[Image-grounded pointing data]
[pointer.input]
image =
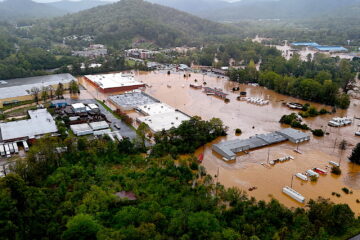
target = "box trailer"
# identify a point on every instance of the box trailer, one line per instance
(301, 176)
(11, 147)
(294, 194)
(16, 148)
(26, 146)
(312, 173)
(7, 150)
(2, 150)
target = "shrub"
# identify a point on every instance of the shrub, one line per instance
(323, 111)
(355, 155)
(345, 190)
(318, 132)
(194, 166)
(336, 170)
(313, 178)
(313, 112)
(305, 107)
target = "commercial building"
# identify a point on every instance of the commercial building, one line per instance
(93, 51)
(40, 123)
(114, 82)
(131, 100)
(79, 107)
(305, 44)
(331, 48)
(164, 121)
(229, 149)
(140, 53)
(17, 90)
(155, 108)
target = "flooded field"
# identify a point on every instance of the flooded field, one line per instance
(247, 170)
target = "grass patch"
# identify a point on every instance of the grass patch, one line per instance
(10, 106)
(113, 113)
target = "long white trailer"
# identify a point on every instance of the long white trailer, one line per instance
(2, 150)
(301, 176)
(26, 146)
(16, 148)
(294, 194)
(7, 150)
(11, 147)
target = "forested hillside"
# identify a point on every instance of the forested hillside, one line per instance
(76, 6)
(98, 189)
(127, 20)
(12, 10)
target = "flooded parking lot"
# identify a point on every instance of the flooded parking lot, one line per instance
(247, 170)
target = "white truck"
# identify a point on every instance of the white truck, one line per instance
(7, 150)
(16, 149)
(26, 146)
(2, 150)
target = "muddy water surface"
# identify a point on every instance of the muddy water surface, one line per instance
(247, 170)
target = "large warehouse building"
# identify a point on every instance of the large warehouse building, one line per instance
(229, 149)
(114, 82)
(17, 90)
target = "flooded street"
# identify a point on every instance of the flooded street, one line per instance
(247, 170)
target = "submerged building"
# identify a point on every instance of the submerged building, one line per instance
(40, 123)
(114, 82)
(18, 90)
(229, 149)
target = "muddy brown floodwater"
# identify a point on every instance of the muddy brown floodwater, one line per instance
(247, 170)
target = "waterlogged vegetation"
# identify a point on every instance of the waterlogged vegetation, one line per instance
(79, 194)
(322, 79)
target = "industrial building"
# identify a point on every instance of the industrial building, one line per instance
(131, 100)
(331, 48)
(17, 90)
(96, 128)
(39, 124)
(164, 121)
(305, 44)
(114, 82)
(155, 108)
(229, 149)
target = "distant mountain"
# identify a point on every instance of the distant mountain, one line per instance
(25, 9)
(282, 9)
(76, 6)
(130, 20)
(193, 6)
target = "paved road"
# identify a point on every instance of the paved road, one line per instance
(125, 130)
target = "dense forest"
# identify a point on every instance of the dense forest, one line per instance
(97, 189)
(120, 23)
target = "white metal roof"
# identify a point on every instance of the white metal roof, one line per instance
(155, 108)
(78, 105)
(40, 123)
(164, 121)
(18, 87)
(99, 125)
(113, 80)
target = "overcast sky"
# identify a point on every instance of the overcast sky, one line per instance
(103, 0)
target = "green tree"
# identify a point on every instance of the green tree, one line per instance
(355, 155)
(82, 227)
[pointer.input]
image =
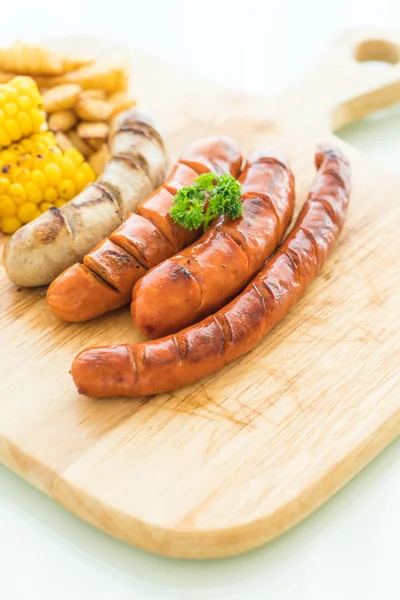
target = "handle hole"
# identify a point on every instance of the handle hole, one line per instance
(380, 51)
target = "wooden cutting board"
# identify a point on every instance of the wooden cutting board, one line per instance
(227, 464)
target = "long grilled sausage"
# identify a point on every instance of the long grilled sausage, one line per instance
(177, 360)
(43, 248)
(105, 280)
(208, 274)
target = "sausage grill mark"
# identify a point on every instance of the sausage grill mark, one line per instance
(263, 304)
(148, 236)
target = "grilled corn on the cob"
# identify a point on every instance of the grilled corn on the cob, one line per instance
(21, 110)
(34, 175)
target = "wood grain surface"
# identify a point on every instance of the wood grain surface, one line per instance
(227, 464)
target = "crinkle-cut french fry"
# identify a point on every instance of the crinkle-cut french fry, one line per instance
(106, 77)
(99, 159)
(61, 97)
(89, 109)
(120, 101)
(27, 59)
(78, 143)
(63, 120)
(101, 75)
(94, 94)
(62, 141)
(93, 131)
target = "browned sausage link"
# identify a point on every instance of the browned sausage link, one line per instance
(208, 274)
(105, 280)
(177, 360)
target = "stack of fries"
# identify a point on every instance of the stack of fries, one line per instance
(81, 95)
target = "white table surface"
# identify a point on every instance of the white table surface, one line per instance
(348, 549)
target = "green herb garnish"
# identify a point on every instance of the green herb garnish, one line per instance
(210, 195)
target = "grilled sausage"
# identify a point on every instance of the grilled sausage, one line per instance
(177, 360)
(105, 280)
(43, 248)
(208, 274)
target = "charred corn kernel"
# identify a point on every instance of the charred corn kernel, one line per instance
(53, 173)
(8, 157)
(7, 207)
(27, 212)
(10, 224)
(45, 206)
(36, 175)
(60, 203)
(50, 194)
(66, 189)
(33, 193)
(21, 110)
(17, 194)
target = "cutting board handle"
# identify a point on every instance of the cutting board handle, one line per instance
(347, 84)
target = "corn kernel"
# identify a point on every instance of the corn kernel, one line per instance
(4, 185)
(17, 194)
(33, 193)
(25, 103)
(21, 175)
(50, 194)
(37, 118)
(45, 206)
(60, 203)
(10, 224)
(8, 157)
(7, 207)
(11, 109)
(10, 93)
(24, 123)
(13, 129)
(74, 155)
(67, 166)
(87, 172)
(27, 212)
(66, 189)
(5, 139)
(53, 173)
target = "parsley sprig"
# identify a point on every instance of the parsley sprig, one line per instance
(210, 195)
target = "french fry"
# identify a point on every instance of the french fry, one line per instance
(61, 97)
(98, 159)
(78, 143)
(120, 101)
(95, 134)
(63, 120)
(94, 94)
(89, 109)
(101, 75)
(26, 59)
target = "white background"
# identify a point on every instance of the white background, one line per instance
(348, 549)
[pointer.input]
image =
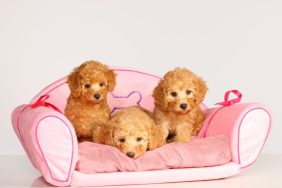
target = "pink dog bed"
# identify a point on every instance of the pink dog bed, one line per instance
(50, 142)
(201, 152)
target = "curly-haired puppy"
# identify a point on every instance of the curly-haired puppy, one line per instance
(87, 106)
(177, 98)
(133, 131)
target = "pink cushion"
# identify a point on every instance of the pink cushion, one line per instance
(201, 152)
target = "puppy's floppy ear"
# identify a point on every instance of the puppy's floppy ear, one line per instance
(201, 89)
(74, 83)
(111, 80)
(159, 95)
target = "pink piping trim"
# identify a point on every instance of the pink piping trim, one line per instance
(54, 83)
(20, 135)
(207, 125)
(238, 147)
(43, 153)
(128, 70)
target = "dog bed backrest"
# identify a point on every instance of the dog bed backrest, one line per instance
(132, 88)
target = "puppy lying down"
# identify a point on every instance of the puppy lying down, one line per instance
(133, 132)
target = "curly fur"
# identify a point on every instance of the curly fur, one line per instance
(127, 126)
(178, 87)
(84, 110)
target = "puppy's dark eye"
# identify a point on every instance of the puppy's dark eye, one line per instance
(188, 92)
(87, 86)
(174, 94)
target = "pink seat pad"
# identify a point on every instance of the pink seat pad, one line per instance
(201, 152)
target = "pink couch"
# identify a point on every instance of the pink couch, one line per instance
(50, 141)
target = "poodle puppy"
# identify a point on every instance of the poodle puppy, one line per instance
(133, 131)
(177, 99)
(87, 106)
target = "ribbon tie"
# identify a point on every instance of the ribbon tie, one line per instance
(41, 102)
(229, 102)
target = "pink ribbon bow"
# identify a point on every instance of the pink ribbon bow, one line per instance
(227, 101)
(41, 102)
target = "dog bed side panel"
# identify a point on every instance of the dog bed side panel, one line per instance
(247, 126)
(50, 142)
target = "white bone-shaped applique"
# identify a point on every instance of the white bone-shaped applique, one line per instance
(122, 101)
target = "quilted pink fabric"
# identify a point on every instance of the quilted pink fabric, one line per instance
(201, 152)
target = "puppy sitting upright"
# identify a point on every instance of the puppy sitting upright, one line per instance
(87, 106)
(177, 99)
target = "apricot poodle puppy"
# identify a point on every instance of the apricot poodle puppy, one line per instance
(87, 107)
(133, 131)
(177, 100)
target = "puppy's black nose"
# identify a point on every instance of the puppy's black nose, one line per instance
(183, 106)
(97, 96)
(130, 154)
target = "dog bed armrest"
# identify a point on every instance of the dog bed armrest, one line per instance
(246, 125)
(49, 141)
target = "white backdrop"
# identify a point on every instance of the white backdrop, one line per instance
(231, 44)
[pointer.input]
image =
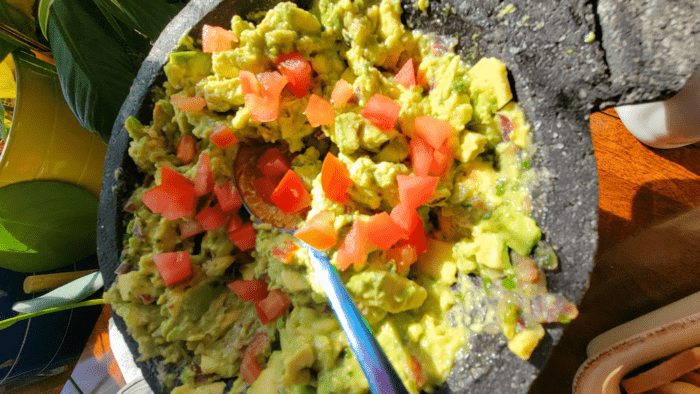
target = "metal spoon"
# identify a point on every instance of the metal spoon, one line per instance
(378, 370)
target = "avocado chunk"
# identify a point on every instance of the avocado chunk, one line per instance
(520, 231)
(386, 290)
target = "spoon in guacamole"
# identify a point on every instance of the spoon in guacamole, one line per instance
(378, 370)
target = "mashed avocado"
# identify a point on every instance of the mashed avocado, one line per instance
(481, 270)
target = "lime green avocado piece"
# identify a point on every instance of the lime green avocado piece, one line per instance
(520, 231)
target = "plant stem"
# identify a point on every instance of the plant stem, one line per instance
(8, 322)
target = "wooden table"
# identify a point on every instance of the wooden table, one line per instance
(639, 186)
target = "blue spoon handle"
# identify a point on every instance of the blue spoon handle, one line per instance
(380, 373)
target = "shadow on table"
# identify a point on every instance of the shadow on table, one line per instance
(643, 271)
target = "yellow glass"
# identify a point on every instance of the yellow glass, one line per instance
(46, 141)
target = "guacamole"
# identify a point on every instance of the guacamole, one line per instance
(197, 293)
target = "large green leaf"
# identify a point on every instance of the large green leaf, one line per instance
(46, 225)
(95, 67)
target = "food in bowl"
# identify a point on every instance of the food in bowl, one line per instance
(410, 168)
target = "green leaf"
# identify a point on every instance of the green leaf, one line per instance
(149, 17)
(94, 65)
(43, 16)
(46, 225)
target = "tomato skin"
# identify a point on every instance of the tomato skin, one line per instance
(406, 77)
(335, 179)
(416, 190)
(189, 228)
(382, 231)
(342, 93)
(186, 149)
(319, 231)
(204, 180)
(189, 103)
(171, 201)
(354, 247)
(249, 290)
(290, 195)
(273, 164)
(211, 218)
(421, 156)
(264, 107)
(249, 84)
(284, 252)
(174, 267)
(234, 223)
(217, 39)
(223, 137)
(243, 237)
(264, 187)
(298, 71)
(382, 111)
(442, 160)
(272, 306)
(228, 196)
(319, 111)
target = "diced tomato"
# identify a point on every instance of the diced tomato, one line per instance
(341, 94)
(189, 228)
(173, 267)
(272, 83)
(298, 71)
(319, 111)
(382, 231)
(319, 231)
(406, 217)
(211, 218)
(417, 238)
(228, 196)
(234, 223)
(186, 149)
(249, 84)
(434, 131)
(406, 77)
(290, 195)
(404, 254)
(188, 103)
(204, 180)
(284, 252)
(264, 107)
(273, 164)
(250, 369)
(416, 190)
(273, 306)
(168, 176)
(354, 247)
(223, 137)
(442, 160)
(382, 111)
(243, 237)
(217, 39)
(264, 187)
(172, 201)
(421, 156)
(335, 179)
(249, 290)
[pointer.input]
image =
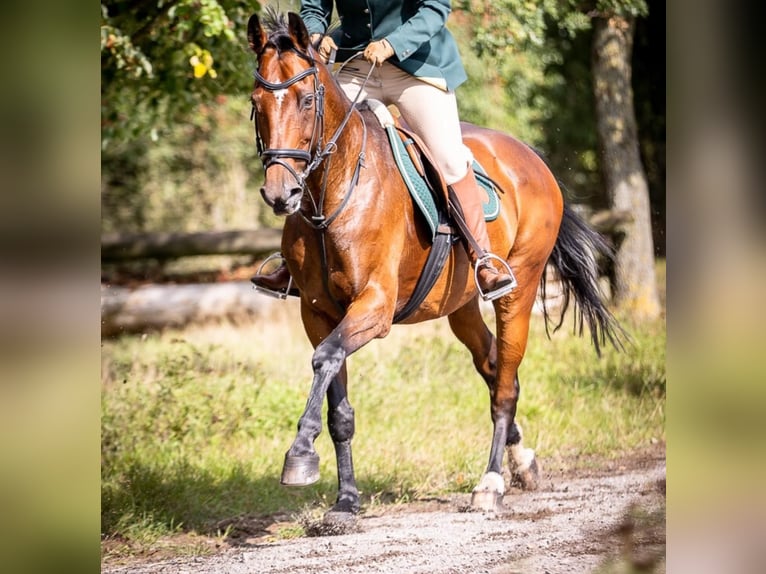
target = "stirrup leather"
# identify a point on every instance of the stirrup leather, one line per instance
(500, 291)
(278, 294)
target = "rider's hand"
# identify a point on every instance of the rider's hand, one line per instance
(378, 52)
(326, 46)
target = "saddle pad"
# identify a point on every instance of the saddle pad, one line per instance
(421, 193)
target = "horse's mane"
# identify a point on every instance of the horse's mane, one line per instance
(276, 25)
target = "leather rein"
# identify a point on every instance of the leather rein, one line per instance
(317, 151)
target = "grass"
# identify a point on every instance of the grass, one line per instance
(195, 423)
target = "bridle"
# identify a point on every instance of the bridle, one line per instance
(318, 150)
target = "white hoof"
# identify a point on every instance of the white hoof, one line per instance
(488, 494)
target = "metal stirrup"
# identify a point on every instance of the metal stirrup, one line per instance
(266, 290)
(499, 292)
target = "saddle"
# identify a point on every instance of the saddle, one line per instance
(431, 195)
(423, 178)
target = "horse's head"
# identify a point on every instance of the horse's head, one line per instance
(287, 107)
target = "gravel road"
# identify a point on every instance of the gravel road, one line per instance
(571, 524)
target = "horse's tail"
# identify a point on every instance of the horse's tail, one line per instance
(574, 257)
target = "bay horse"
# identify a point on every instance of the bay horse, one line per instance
(355, 247)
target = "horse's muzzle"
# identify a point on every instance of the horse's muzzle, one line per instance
(285, 203)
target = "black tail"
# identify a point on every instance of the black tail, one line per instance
(575, 259)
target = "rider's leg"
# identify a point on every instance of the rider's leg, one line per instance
(431, 112)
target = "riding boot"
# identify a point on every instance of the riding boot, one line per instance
(492, 283)
(277, 283)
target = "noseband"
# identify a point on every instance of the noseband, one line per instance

Problem statement -
Looking at the data above, count each line that holds the word "noseband" and report the count alone.

Exercise answer -
2